begin Material shown

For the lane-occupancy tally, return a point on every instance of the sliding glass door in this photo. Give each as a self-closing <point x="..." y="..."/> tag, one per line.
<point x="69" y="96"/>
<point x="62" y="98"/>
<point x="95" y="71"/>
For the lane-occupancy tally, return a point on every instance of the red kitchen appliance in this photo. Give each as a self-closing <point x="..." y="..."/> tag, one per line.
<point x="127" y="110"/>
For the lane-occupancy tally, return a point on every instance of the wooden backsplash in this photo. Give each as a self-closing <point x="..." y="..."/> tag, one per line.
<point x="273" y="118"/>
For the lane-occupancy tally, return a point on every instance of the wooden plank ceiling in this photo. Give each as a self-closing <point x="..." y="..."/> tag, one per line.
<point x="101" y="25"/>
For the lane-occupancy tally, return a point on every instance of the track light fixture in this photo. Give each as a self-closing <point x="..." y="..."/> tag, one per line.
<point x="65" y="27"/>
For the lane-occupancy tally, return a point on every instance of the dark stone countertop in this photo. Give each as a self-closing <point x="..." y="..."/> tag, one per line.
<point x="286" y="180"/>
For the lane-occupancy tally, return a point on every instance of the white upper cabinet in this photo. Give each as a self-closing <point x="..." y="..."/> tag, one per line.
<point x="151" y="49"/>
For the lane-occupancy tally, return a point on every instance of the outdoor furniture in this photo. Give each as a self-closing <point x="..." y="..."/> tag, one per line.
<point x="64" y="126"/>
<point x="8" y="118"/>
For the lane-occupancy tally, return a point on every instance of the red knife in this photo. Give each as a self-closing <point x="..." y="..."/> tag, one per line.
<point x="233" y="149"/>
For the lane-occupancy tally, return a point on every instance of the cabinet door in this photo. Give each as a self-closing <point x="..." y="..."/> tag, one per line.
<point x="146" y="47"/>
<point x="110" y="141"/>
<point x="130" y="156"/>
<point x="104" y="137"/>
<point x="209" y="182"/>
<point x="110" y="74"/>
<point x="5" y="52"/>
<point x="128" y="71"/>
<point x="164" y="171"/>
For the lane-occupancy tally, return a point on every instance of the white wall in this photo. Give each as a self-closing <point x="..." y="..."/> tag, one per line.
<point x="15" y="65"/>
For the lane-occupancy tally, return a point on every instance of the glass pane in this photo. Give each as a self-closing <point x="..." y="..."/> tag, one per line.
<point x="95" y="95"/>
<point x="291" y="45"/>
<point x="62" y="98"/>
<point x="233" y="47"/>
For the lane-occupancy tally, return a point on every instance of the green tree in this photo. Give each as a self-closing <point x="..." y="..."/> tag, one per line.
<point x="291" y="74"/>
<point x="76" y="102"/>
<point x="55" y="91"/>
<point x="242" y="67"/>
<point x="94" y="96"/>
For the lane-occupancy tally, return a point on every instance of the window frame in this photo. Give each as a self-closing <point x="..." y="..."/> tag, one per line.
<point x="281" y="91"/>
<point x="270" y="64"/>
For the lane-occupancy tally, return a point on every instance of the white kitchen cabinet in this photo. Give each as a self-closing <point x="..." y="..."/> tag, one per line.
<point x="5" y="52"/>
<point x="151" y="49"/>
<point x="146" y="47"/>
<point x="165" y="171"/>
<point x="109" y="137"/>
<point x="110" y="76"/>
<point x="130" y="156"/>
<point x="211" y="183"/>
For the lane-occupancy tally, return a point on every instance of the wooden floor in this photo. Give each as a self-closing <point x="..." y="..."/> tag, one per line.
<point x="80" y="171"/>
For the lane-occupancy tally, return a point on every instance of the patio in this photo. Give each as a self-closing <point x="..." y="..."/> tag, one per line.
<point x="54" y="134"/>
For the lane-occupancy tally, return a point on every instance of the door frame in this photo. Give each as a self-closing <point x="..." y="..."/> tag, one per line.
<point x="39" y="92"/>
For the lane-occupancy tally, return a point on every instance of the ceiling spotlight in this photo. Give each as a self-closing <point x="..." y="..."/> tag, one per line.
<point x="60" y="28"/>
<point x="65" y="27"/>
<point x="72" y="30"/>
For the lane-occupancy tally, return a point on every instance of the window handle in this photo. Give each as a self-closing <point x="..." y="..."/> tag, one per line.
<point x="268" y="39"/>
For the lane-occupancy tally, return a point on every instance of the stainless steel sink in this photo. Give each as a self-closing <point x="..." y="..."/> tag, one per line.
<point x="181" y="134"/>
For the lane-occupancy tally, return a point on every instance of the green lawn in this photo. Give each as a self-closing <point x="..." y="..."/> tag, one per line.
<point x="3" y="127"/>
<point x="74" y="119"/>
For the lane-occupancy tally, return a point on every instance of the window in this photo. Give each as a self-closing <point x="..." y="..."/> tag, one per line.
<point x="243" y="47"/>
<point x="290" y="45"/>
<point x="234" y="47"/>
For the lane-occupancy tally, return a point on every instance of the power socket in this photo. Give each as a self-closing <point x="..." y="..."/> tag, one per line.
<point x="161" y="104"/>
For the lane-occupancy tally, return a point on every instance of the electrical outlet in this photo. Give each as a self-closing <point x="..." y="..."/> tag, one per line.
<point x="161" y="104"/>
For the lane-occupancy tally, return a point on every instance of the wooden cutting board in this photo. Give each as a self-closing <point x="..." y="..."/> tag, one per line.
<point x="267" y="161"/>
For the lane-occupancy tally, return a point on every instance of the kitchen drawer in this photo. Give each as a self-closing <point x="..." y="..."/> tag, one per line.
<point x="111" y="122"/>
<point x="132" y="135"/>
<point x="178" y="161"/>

end Material shown
begin Material shown

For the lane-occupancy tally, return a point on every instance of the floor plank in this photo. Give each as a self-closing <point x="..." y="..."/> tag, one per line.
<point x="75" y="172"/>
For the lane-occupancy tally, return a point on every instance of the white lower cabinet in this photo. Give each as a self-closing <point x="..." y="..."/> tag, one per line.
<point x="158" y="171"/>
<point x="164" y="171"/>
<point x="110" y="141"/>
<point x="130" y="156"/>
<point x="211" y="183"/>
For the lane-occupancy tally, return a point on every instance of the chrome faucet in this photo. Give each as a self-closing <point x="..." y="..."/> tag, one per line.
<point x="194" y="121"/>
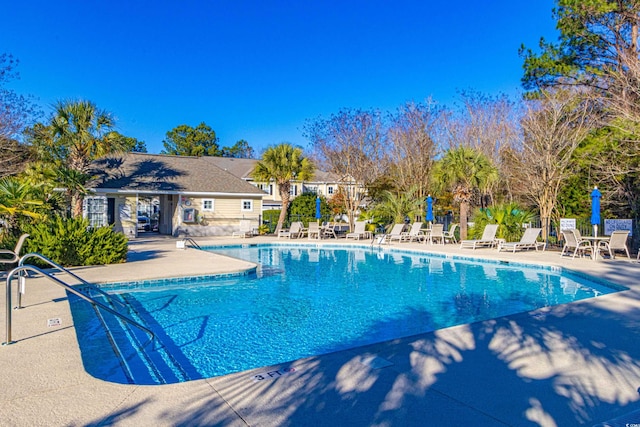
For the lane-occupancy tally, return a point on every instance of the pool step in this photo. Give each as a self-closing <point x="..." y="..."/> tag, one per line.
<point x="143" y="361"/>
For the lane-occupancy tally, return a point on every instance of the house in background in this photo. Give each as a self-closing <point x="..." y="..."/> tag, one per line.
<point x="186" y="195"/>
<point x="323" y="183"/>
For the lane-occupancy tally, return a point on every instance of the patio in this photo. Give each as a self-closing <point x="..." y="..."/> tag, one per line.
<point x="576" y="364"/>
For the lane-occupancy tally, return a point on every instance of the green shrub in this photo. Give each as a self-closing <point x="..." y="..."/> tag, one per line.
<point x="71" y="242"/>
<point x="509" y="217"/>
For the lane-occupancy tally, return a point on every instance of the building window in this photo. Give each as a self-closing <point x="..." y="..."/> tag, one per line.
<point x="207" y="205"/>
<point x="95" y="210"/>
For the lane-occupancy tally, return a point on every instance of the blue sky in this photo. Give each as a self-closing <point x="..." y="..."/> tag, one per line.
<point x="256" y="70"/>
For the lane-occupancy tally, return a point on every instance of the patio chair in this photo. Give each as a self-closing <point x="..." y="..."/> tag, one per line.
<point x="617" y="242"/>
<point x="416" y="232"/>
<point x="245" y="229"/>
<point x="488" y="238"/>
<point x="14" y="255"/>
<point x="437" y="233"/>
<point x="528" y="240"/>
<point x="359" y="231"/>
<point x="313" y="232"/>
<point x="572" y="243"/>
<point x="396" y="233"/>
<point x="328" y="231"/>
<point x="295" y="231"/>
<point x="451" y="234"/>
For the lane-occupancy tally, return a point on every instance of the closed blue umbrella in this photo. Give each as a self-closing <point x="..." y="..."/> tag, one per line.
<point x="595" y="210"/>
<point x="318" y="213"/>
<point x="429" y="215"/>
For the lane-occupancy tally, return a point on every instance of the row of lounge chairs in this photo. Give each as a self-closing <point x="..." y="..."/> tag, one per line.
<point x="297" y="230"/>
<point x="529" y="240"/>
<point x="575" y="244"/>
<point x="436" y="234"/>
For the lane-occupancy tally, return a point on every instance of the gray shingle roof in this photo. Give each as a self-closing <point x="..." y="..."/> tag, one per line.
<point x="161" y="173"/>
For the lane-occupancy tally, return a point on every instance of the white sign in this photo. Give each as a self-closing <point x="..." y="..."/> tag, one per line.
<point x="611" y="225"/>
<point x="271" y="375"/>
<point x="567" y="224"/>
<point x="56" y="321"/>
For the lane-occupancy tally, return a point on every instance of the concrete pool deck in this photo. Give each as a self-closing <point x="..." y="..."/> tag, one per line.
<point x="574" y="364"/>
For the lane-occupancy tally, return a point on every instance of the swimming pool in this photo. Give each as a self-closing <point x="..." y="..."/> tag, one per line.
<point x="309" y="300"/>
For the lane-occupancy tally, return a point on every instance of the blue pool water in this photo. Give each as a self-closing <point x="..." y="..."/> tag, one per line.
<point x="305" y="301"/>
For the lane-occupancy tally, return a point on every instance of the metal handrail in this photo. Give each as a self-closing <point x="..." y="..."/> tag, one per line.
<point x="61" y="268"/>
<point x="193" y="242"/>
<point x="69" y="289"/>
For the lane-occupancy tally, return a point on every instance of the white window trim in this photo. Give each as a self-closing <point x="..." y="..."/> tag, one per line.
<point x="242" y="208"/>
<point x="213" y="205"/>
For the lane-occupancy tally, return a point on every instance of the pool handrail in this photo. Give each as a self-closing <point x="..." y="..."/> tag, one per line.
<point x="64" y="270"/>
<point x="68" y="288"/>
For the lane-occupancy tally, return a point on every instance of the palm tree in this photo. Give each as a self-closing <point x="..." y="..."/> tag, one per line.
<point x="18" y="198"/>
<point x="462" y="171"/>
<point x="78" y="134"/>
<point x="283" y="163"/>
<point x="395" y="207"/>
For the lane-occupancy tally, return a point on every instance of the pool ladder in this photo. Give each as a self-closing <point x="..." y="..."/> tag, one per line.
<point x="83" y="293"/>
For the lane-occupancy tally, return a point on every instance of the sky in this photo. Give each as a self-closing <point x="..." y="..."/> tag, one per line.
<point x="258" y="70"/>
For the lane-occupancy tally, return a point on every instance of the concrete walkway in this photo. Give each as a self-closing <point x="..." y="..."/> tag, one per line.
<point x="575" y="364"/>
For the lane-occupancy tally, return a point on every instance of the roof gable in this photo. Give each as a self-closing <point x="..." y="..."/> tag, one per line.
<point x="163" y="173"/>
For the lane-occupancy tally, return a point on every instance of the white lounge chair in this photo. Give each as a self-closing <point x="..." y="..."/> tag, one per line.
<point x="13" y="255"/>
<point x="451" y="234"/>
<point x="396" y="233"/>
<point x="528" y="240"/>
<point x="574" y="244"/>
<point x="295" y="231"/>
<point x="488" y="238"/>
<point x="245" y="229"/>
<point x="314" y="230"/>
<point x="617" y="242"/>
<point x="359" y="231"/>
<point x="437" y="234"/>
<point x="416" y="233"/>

end Material shown

_Problem description_
Pull out every line of the data above that contains the word "frame". Treat uppercase and lowercase as different.

_Written answer_
For the lane-occupancy tally, return a point on every instance of the window frame in this photo. Give each as a self-closing <point x="..." y="..."/> tag, one per line.
For the lane-occupancy tally, return a point on every instance of the door frame in this photo. Give each as a self-closing <point x="..." y="..."/> tag, one per line.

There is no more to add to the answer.